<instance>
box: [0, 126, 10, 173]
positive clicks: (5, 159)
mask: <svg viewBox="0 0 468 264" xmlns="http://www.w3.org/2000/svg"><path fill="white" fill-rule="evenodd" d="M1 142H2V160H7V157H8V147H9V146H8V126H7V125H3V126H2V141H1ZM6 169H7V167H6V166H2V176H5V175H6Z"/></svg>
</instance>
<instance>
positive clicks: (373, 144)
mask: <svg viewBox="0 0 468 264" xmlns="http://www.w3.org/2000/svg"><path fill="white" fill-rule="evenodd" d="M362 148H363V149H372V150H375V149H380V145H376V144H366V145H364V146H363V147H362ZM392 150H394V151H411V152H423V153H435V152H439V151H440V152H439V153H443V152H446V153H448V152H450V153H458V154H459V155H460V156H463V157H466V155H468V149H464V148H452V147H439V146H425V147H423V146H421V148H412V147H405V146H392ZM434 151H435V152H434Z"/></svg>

====================

§ **What you should do**:
Please return every line of the data, unaltered.

§ **Exercise answer**:
<instance>
box: [0, 126, 10, 173]
positive clicks: (5, 159)
mask: <svg viewBox="0 0 468 264" xmlns="http://www.w3.org/2000/svg"><path fill="white" fill-rule="evenodd" d="M1 142H2V160H7V157H8V147H9V146H8V126H7V125H3V126H2V141H1ZM6 169H7V167H6V166H2V176H5V175H6Z"/></svg>
</instance>
<instance>
positive clicks: (373, 144)
mask: <svg viewBox="0 0 468 264" xmlns="http://www.w3.org/2000/svg"><path fill="white" fill-rule="evenodd" d="M362 148H363V149H372V150H375V149H380V145H376V144H366V145H364V146H363V147H362ZM392 150H394V151H411V152H423V153H435V152H439V151H440V152H439V153H443V152H446V153H448V152H450V153H458V154H459V155H460V156H463V157H466V155H468V149H464V148H452V147H439V146H425V147H423V146H421V148H412V147H405V146H392ZM434 151H435V152H434Z"/></svg>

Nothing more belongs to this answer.